■ Постановка задачи:
Замените во всех приведенных ниже данных «tomatillo» на «husk tomato» и выведите строки полностью, больше ничего не меняя. Изображения в ответ не включайте.

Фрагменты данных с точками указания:
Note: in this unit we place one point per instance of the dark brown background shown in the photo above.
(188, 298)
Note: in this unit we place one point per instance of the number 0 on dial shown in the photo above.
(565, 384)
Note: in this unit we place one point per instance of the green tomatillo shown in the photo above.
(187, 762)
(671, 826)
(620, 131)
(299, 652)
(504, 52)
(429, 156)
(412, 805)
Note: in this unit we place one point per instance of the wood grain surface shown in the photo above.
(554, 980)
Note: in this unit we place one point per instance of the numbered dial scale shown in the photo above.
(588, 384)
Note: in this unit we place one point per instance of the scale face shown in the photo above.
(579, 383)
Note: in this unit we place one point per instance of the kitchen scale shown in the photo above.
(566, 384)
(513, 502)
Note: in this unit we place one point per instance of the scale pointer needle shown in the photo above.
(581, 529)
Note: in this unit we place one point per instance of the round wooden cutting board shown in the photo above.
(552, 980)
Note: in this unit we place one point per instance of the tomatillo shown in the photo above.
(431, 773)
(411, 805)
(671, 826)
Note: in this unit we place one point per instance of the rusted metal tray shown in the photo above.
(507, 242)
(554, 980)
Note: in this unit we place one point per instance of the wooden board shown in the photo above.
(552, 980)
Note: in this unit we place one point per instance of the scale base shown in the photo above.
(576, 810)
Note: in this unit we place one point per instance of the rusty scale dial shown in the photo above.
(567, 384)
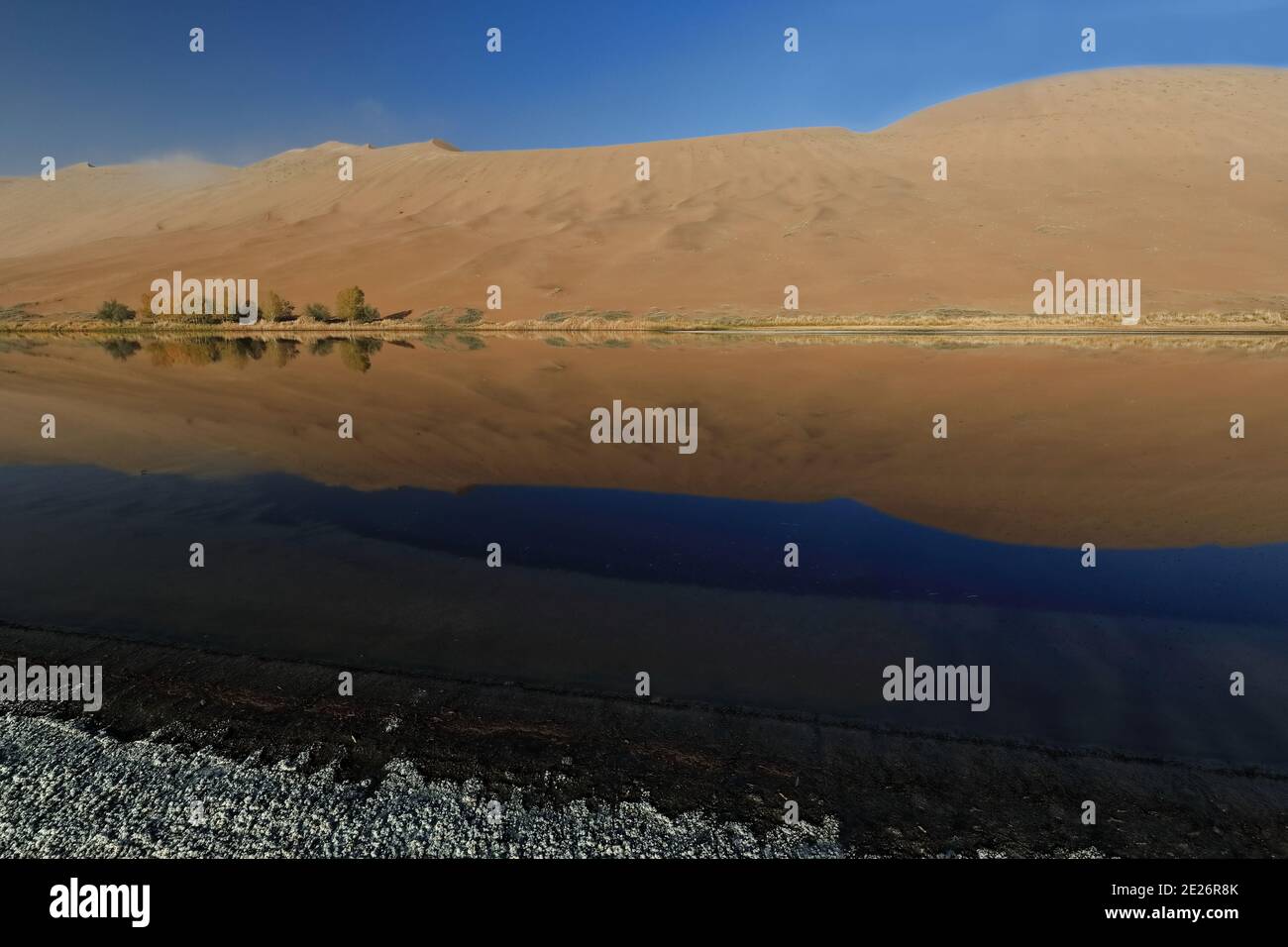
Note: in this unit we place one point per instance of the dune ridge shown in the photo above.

■ Результат:
Note: in this unit we place one point per instance of the dark brown background shown in the photo above.
(188, 298)
Note: in this unit we place one point per instance of the number 0 on dial shown in the photo above.
(565, 384)
Note: in this unit we place one point per instance of the green husk tomato shown in the photo above.
(187, 762)
(671, 826)
(620, 131)
(299, 652)
(504, 52)
(429, 156)
(412, 805)
Note: in this unit we place one point per instance of the wood grain surface shown in the photo above.
(554, 980)
Note: in this unit we place one point per instance of the numbered dial scale shown in the photo above.
(588, 384)
Note: in this unit we place one point per instance of the scale face shown in the photo above.
(579, 383)
Note: in this unit we place one point per instance of the kitchen scale shown in the photo above.
(566, 384)
(513, 502)
Note: in this unit we place one point per instance of the scale pointer needle shown in the photo above.
(581, 529)
Note: in this unit we place one point per instance of the round wooden cutting board shown in the photo above.
(552, 980)
Note: in this unit we place one point per instance of the husk tomato shown in the photo above.
(431, 773)
(411, 805)
(671, 826)
Note: in this unit we place one point per instance of the rusted metal tray shown in the photo above.
(507, 242)
(554, 980)
Note: in this unit we place one point per instance of the wooden board shown in the photo above.
(552, 980)
Note: in this unit we place one point per instance of the scale base shown in the photo above.
(576, 810)
Note: in this unit we place one point per instance of the rusty scale dial shown in the photo above.
(567, 384)
Note: in this unit we place one point per instance of the dune ridge shown in the photo above.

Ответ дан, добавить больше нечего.